A Comparison of Stress Evolution in Single-Layer and Multi-Layer Buckle Folds

Abstract

Buckle folds of single-layer and multilayer sedimentary strata characterized are among the most common structural traps for hydrocarbon reservoirs. The spatio-temporal evolution of the stress state in folded reservoirs is of significant importance for the understanding and predicting patterns of fractures associated with buckle folds. This paper compares the evolution of the principle stress state associated with buckle folding by studying the deformation process of two different geometries: single-layer and multilayer buckle folds. A 3D finite element modeling approach is applied to simulate the buckle folding of single-layer and multilayer stacks with Maxwell visco-elastic rheology. It is concluded that the stress state within the folding layer(s) are determined by the buckling process, fold geometry and material parameters. This study shows that the presence of the competent layers has a governing influence on the amplification rate of fold amplitude and the evolution of the strain/stress field. The lowest magnitude of effective minimum principle stress is found at the top of the hinge of the bottom competent layer in the three-layer system and central competent layer in the five-layer system. Moreover, layer-parallel extensional strain and low magnitudes of layer-parallel principle stress is observed between the limb and the hinge of the central competent layer in the five-layer system. Little differential stress develops throughout the folding layer in the less competent layer(s). This study also shows that tensile fractures perpendicular and parallel to the fold axis at the hinge and in the limb can be explained by the developed overpressure in low permeability rock. In summary, this study shows that strain distribution and stress evolution within buckle folds are directly dependent on the number of competent layer(s) and the distribution of material parameters.

------------------------------------------------------------

» **Direction**:
Pick up the abstract on stress evolution in buckle folds after its final sentence and carry it forward.

------------------------------------------------------------

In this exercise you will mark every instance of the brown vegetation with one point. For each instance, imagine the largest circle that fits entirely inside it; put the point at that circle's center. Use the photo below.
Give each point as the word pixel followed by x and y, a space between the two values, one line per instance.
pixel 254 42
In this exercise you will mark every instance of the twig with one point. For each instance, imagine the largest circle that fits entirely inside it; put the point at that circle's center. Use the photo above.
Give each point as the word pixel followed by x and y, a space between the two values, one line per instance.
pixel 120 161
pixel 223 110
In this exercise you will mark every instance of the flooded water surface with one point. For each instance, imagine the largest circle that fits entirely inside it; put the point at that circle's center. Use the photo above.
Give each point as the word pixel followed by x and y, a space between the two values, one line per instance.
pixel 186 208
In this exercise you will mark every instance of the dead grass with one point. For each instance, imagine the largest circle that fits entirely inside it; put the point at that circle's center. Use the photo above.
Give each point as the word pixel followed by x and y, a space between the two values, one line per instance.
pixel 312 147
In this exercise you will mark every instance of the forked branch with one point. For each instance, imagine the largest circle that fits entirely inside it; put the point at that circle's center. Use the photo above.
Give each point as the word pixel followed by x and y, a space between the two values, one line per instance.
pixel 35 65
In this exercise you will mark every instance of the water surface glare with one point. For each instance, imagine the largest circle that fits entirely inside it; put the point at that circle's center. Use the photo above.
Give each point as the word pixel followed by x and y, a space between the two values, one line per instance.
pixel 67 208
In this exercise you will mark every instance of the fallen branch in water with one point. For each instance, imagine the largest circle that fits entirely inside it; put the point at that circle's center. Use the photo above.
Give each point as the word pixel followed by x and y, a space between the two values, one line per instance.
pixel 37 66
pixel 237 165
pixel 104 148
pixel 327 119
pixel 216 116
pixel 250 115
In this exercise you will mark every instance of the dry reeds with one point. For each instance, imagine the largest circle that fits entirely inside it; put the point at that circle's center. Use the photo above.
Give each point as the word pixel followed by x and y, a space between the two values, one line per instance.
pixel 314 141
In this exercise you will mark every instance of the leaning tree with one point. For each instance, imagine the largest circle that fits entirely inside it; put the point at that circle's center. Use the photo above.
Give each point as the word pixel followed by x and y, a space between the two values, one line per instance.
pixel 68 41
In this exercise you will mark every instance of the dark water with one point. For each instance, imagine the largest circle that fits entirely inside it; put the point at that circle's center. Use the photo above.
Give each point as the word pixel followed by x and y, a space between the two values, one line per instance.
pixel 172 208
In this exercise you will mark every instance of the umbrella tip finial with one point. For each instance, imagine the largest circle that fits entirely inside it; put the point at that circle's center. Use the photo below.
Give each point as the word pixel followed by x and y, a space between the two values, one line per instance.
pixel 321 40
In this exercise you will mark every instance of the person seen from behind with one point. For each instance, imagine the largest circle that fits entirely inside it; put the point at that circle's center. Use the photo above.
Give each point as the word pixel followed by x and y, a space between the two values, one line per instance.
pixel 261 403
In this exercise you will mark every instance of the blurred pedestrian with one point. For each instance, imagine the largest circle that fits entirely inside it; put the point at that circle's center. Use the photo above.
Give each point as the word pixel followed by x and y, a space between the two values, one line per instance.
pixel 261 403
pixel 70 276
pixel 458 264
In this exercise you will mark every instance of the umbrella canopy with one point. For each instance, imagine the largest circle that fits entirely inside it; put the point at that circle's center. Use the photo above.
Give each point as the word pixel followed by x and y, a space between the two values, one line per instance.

------------------------------------------------------------

» **Solved exercise**:
Meeting Name

49th US Rock Mechanics / Geomechanics Symposium (2015: Jun. 28- Jul. 1, San Francisco, CA)

Department(s)

Geosciences and Geological and Petroleum Engineering

Comments

14 pages

Keywords and Phrases

Cements; Fracture; Multilayers; Rock mechanics; 3D finite element model; Deformation process; Differential stress; Hydrocarbon reservoir; Low permeability rock; Spatiotemporal evolution; Strain distributions; Three-layer systems

International Standard Book Number (ISBN)

978-1510810518

Document Type

Article - Conference proceedings

Document Version

Citation

File Type

text

Language(s)

English

Rights

© 2015 American Rock Mechanics Association (ARMA), All rights reserved.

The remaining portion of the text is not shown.